## SET PROBLEM A
According to the forum thread, what does the poster's cluster setup consist of?

## PASSAGE TO READ

PDA

View Full Version : SLES 12 HAE - fence_scsi not working



vobelic
17-Jun-2015, 00:54
Hi,

I've been trialing SLES 12 and HAE.
Setup consists of a 2node active-passive cluster with NFS.
Problem I have is that fence_scsi stonith agent doesn't seem to work.

I'm getting an error

pengine[7241]: warning: unpack_rsc_op_failure: Processing failed op start for storage-fence on fs009b: unknown error (1)
and crm status shows

storage-fence_start_0 on fs009a 'unknown error' (1): call=18, status=Error, last-rc-change='Wed Jun 17 00:51:40 2015', queued=0ms, exec=1093ms
storage-fence_start_0 on fs009b 'unknown error' (1): call=18, status=Error, last-rc-change='Wed Jun 17 00:56:42 2015', queued=0ms, exec=1101ms



2015-06-17T01:34:29.156751+02:00 hrzgiufs009a stonithd[25547]: warning: log_operation: storage-fence:25670 [ ERROR:root:Failed: nodename or key is required ]
2015-06-17T01:34:29.156988+02:00 hrzgiufs009a stonithd[25547]: warning: log_operation: storage-fence:25670 [ ]
2015-06-17T01:34:29.157234+02:00 hrzgiufs009a stonithd[25547]: warning: log_operation: storage-fence:25670 [ ERROR:root:Please use '-h' for usage ]
2015-06-17T01:34:29.157460+02:00 hrzgiufs009a stonithd[25547]: warning: log_operation: storage-fence:25670 [ ]





The command fence_scsi works on the other hand:

fs009a:~ # fence_scsi -d /dev/mapper/mpath_test-3par -n fs009b -o off
Success: Already OFF
fs009a:~ # fence_scsi -d /dev/mapper/mpath_test-3par -n fs009a -o on
Success: Already ON

I'm guessing fence_scsi running under corosync doesn't get the key/nodename supplied.

Here's some config:


# crm configure show
node 739719956: fs009a \
attributes maintenance=off standby=off
node 739719957: fs009b \
attributes maintenance=off standby=off
primitive clusterIP IPaddr2 \
params ip=172.23.59.22 cidr_netmask=25 \
op monitor interval=10s timeout=20s \
op stop interval=0s timeout=20s \
op start interval=0 timeout=20s
primitive fs_storage_test Filesystem \
params device="/dev/mapper/mpath_test-3par_part1" directory="/TEST" fstype=ext4 \
op monitor timeout=40 interval=20 \
op start timeout=60 interval=0 \
op stop timeout=60 interval=0 \
meta target-role=Started
primitive nfs-server systemd:nfsserver \
op monitor interval=60 timeout=15 \
op start interval=0 timeout=15 \
op stop interval=0 timeout=15
primitive storage-fence stonith:fence_scsi \
params action=off devices="/dev/mapper/mpath_test-3par" verbose=false \
op monitor interval=60s timeout=0s \
meta target-role=Started
group nas-service clusterIP fs_storage_test nfs-server \
meta target-role=Started
location constraint-location-a nas-service 100: fs009a
property cib-bootstrap-options: \
dc-version=1.1.12-ad083a8 \
cluster-infrastructure=corosync \
cluster-name=fs009 \
stonith-enabled=true \
no-quorum-policy=stop \
last-lrm-refresh=1434493344
rsc_defaults rsc-options: \
resource-stickiness=100

totem {
#The maximum number of messages that may be sent by one processor on receipt of the token.

## SET PROBLEM B
Reproduce verbatim the lines of the entries that begin with the line containing "of the grassy" and continue through the last line of the entries, including both the starting line and the last line.

## DATA SHOWN

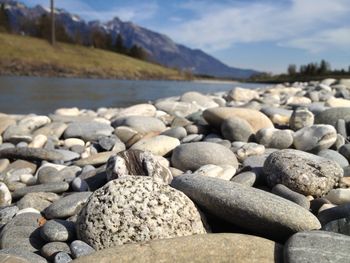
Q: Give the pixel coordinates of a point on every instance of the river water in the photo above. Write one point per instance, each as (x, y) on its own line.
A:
(23, 95)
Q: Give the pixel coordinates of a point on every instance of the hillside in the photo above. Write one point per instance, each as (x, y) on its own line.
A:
(21, 55)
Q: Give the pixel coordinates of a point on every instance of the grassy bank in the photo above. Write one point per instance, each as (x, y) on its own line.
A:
(22, 55)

## RIGHT ANSWER A
A two-node active-passive cluster with NFS.

## RIGHT ANSWER B
Q: Give the pixel coordinates of a point on every instance of the grassy bank in the photo above. Write one point per instance, each as (x, y) on its own line.
A:
(22, 55)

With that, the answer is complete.